* [Problem details] Your output should be the line that contains "positive clicks: (1184, 250)" and all lines after it in the records, retyped exactly through the last one.

[Exercise data Boundary: Start]

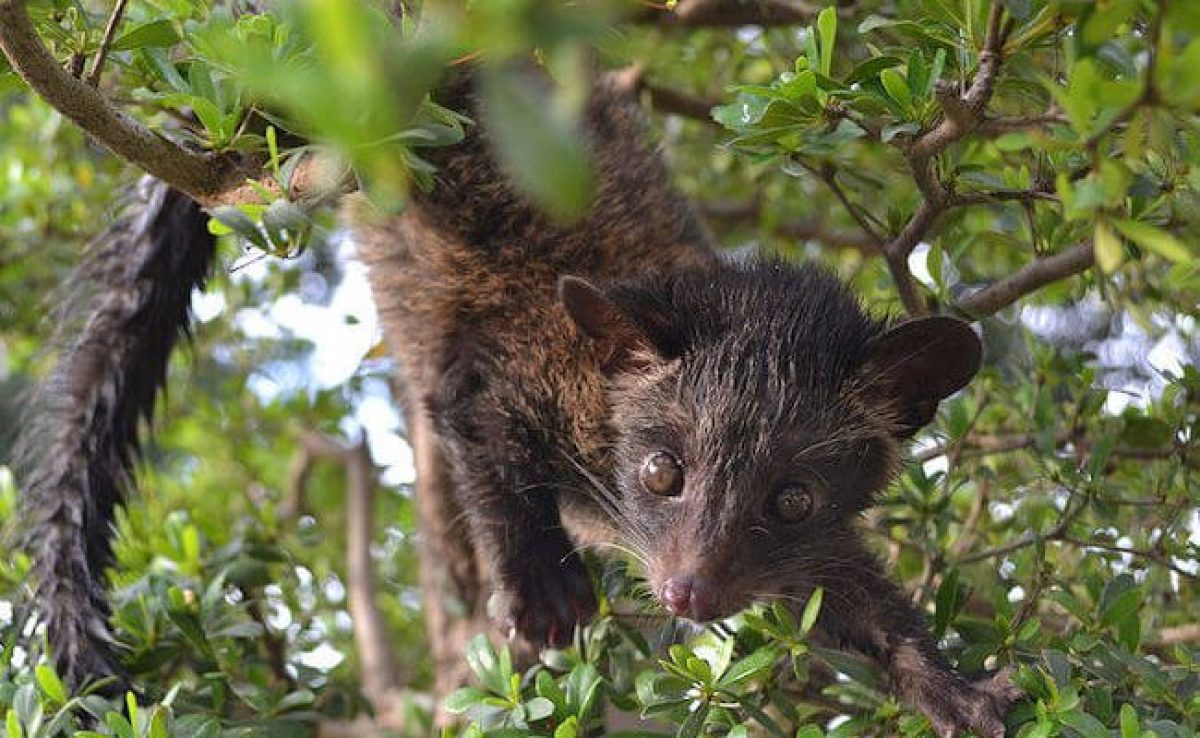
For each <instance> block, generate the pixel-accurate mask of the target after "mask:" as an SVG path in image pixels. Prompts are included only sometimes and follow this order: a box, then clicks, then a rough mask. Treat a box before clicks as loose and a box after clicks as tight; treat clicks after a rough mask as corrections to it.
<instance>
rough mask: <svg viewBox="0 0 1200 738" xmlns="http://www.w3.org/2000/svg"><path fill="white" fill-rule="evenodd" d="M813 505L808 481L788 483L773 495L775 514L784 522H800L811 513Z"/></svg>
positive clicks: (813, 502) (810, 489) (797, 522)
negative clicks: (778, 491) (806, 481)
mask: <svg viewBox="0 0 1200 738" xmlns="http://www.w3.org/2000/svg"><path fill="white" fill-rule="evenodd" d="M814 506H815V504H814V499H812V486H811V484H809V482H800V484H793V485H790V486H787V487H784V488H782V490H780V491H779V494H776V496H775V515H778V516H779V517H780V520H782V521H784V522H788V523H798V522H800V521H802V520H804V518H806V517H808V516H810V515H812V508H814Z"/></svg>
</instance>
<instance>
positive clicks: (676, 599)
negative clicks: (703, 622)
mask: <svg viewBox="0 0 1200 738" xmlns="http://www.w3.org/2000/svg"><path fill="white" fill-rule="evenodd" d="M714 595H715V593H714V592H713V587H712V584H709V583H708V581H707V580H703V578H701V577H698V576H690V575H683V576H673V577H671V578H668V580H667V581H666V582H665V583H664V584H662V589H660V590H659V599H660V600H661V601H662V605H664V606H665V607H666V608H667V610H670V611H671V613H672V614H676V616H679V617H682V618H688V619H690V620H696V622H704V620H710V619H712V618H713V612H714V610H715V608H714V604H715V596H714Z"/></svg>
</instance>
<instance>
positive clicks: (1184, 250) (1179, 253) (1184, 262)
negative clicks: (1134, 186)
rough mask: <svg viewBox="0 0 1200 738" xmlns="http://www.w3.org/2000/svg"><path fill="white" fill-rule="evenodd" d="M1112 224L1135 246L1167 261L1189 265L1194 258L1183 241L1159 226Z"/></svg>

[Exercise data Boundary: End]

* [The completed task]
positive clicks: (1184, 250) (1179, 253) (1184, 262)
negative clicks: (1134, 186)
rough mask: <svg viewBox="0 0 1200 738" xmlns="http://www.w3.org/2000/svg"><path fill="white" fill-rule="evenodd" d="M1112 224L1135 246L1167 261L1189 265L1194 258L1183 241L1159 226Z"/></svg>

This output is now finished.